::: RECORD EXTRACTS

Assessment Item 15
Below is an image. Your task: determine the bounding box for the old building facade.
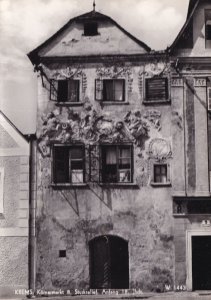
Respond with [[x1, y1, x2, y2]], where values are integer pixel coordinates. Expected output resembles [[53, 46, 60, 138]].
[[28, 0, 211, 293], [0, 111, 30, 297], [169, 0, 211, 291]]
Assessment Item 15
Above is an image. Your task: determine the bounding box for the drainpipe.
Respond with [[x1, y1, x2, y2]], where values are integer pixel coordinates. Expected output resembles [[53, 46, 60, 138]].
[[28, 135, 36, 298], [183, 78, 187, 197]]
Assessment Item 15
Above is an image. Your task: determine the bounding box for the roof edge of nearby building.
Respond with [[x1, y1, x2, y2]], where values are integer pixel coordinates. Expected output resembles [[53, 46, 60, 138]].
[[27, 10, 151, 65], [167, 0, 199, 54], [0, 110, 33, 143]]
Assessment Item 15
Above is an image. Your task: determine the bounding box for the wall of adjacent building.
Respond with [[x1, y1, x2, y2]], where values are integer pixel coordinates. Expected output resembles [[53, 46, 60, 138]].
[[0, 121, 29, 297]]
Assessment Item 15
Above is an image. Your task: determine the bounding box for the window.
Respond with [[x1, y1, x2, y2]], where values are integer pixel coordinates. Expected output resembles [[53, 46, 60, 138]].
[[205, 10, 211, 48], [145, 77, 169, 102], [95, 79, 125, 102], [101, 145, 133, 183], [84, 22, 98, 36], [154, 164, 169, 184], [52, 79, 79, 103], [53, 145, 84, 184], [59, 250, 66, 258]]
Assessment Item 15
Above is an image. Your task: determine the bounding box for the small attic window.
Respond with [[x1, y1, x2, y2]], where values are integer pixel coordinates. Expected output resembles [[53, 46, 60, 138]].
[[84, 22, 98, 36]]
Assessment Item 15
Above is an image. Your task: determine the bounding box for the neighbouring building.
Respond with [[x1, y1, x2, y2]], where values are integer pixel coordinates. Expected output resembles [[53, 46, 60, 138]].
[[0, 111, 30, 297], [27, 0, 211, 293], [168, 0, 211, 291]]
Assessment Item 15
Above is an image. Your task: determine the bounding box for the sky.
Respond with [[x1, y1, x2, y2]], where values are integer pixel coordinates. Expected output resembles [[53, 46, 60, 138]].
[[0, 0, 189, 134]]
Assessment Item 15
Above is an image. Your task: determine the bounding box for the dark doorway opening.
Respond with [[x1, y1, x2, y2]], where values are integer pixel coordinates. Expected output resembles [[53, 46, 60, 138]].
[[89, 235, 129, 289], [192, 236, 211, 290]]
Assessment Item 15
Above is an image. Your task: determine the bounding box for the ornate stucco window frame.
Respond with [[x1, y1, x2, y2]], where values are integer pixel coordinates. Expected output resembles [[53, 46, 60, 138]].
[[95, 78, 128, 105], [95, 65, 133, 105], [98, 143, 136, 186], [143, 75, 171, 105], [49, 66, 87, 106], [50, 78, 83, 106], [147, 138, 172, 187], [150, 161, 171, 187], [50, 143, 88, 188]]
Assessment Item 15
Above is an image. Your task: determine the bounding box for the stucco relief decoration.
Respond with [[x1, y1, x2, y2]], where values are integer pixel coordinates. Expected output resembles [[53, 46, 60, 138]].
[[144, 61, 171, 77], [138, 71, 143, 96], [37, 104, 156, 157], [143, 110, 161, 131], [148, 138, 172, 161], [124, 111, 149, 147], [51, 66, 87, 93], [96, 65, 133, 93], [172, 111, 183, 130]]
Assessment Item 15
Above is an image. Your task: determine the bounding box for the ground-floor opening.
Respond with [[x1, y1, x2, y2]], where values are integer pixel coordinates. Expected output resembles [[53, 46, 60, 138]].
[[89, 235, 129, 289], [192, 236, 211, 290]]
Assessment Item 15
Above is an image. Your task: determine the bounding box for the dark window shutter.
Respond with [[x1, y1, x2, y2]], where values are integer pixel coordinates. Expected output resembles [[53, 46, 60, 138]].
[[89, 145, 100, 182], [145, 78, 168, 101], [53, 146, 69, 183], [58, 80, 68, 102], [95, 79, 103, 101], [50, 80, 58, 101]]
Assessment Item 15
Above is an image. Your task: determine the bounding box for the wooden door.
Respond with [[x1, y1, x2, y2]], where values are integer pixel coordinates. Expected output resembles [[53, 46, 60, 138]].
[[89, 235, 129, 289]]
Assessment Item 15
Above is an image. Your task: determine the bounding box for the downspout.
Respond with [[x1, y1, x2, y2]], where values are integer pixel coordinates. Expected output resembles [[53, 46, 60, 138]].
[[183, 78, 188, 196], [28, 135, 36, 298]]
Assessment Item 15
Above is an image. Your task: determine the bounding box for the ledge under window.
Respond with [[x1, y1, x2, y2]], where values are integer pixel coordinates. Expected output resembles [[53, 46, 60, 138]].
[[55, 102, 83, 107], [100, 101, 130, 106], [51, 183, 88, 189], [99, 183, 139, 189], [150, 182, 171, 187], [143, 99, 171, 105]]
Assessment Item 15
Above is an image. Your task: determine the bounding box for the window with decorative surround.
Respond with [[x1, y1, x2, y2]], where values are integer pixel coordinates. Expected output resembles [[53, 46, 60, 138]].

::::::

### DIRECTIONS FOR THIS TASK:
The output has to match the data above line for line, except that pictures are dropped.

### WRITTEN RESPONSE:
Assessment Item 15
Below is an image. Your task: determine the bounding box for the old building facade.
Respond with [[x1, y1, x2, y2]], where values are integer pixel coordinates. Expected output resembles [[53, 46, 60, 138]].
[[28, 0, 211, 293], [0, 111, 30, 297], [169, 0, 211, 291]]
Assessment Item 15
Above is an image. Your task: determine the bounding box for the drainpipe.
Respond with [[x1, y1, x2, y2]], where values are integer pixel coordinates. Expected output resembles [[53, 46, 60, 138]].
[[28, 135, 36, 298], [183, 78, 187, 197]]
Assessment Item 15
Above is an image. Your task: determine the bounding box for the roof edge of nearby building.
Respond with [[x1, y1, x2, y2]], where values are integer pixel coordinates. Expected output resembles [[53, 46, 60, 138]].
[[27, 10, 151, 65], [167, 0, 199, 54], [0, 110, 33, 143]]
Assessment Item 15
Above is an image. Your task: determine the bounding box for the wall of adjacent building.
Respond with [[x1, y1, x2, y2]], where values are integer pixel coordinates. Expected output resembles [[53, 46, 60, 138]].
[[0, 121, 29, 297]]
Assessment Item 15
Above is an image. Your task: determine the bounding box for the window.
Respond with [[x1, y1, x2, y2]], where values are integer pixel coordinates. Expected output resembles [[53, 46, 60, 138]].
[[205, 10, 211, 48], [145, 77, 169, 102], [95, 79, 125, 102], [101, 145, 133, 183], [84, 22, 98, 36], [154, 164, 169, 184], [52, 79, 79, 103], [53, 145, 84, 184], [59, 250, 66, 258]]
Assessment Item 15
Above is an image. Your task: determine the bounding box for the small attic window.
Respond with [[x1, y1, x2, y2]], where values are integer pixel coordinates. Expected output resembles [[53, 46, 60, 138]].
[[84, 22, 98, 36]]
Assessment Item 15
Above is an image. Your task: determine the bounding box for the neighbouring building.
Respond with [[x1, y1, x2, y2]], where values are integer pixel coordinates. Expected output resembles [[53, 46, 60, 138]].
[[0, 111, 30, 297], [27, 0, 211, 293], [168, 0, 211, 291]]
Assessment Item 15
Above is an image. Your task: determine the bounding box for the sky.
Respond with [[x1, y1, x2, y2]], where values are integer pixel coordinates. Expected output resembles [[53, 46, 60, 138]].
[[0, 0, 189, 134]]
Assessment Item 15
Above is an image. Your task: determine the bounding box for the dark doorway opening.
Respond with [[x1, y1, x2, y2]], where values are integer pixel coordinates. Expected output resembles [[53, 46, 60, 138]].
[[89, 235, 129, 289], [192, 236, 211, 290]]
Assessment Item 15
Above is an image. Your task: determine the bounding box for the ornate stucco window frame.
Respond with [[x1, y1, x2, y2]], where values are integer pixel coordinates. Expected output resembles [[53, 46, 60, 138]].
[[95, 78, 128, 105], [95, 65, 133, 105], [98, 143, 136, 186], [143, 75, 171, 105], [49, 66, 87, 106], [50, 78, 83, 106], [147, 138, 172, 187], [150, 161, 171, 187], [50, 143, 88, 188]]
Assessment Item 15
Above is an image. Your task: determine the bounding box for the stucco relief decoration.
Respond with [[x1, y1, x2, y2]], where values are integer pixel coordinates. Expected output resembles [[53, 46, 60, 138]].
[[144, 61, 171, 77], [138, 71, 143, 96], [37, 104, 156, 157], [143, 110, 161, 131], [148, 138, 172, 161], [124, 111, 149, 147], [51, 66, 87, 93], [96, 65, 133, 93], [172, 111, 183, 130]]
Assessment Item 15
Above is an image. Your task: determine the bounding box for the ground-floor opening.
Respond with [[x1, y1, x2, y2]], where values are integer pixel coordinates. Expected output resembles [[53, 46, 60, 138]].
[[89, 235, 129, 289], [192, 236, 211, 290]]
Assessment Item 15
Above is an image. Your task: determine the bounding box for the dark window shutter.
Respond with [[x1, y1, x2, y2]], where values are integer pixel coordinates. Expected output resembles [[53, 46, 60, 138]].
[[89, 145, 100, 182], [145, 78, 168, 101], [53, 146, 69, 183], [58, 80, 68, 102], [95, 79, 103, 101], [50, 80, 58, 101]]
Assessment Item 15
Above is an image. Your task: determine the bounding box for the wooden door.
Respond with [[x1, y1, x2, y2]], where values are integer pixel coordinates. Expected output resembles [[53, 46, 60, 138]].
[[89, 235, 129, 289]]
Assessment Item 15
Above is an image. Your task: determine the bounding box for the downspout.
Respond with [[x1, y1, x2, y2]], where values are integer pixel coordinates. Expected output resembles [[53, 46, 60, 138]].
[[183, 78, 188, 196], [28, 135, 36, 298]]
Assessment Item 15
Above is an image. Your task: determine the bounding box for the ledge under window.
Respond with [[x1, y1, x2, y2]], where values are integer pixel coordinates. Expected output resembles [[53, 46, 60, 138]].
[[55, 102, 83, 107], [100, 101, 130, 106], [51, 183, 88, 189], [99, 183, 139, 189], [150, 182, 171, 187], [143, 99, 171, 105]]
Assessment Item 15
Above is an image. Your task: determine the bounding box for the window with decorative surround.
Respond with [[x1, y1, x2, y2]], where values are integer pixel coordinates. Expected output resembles [[53, 46, 60, 138]].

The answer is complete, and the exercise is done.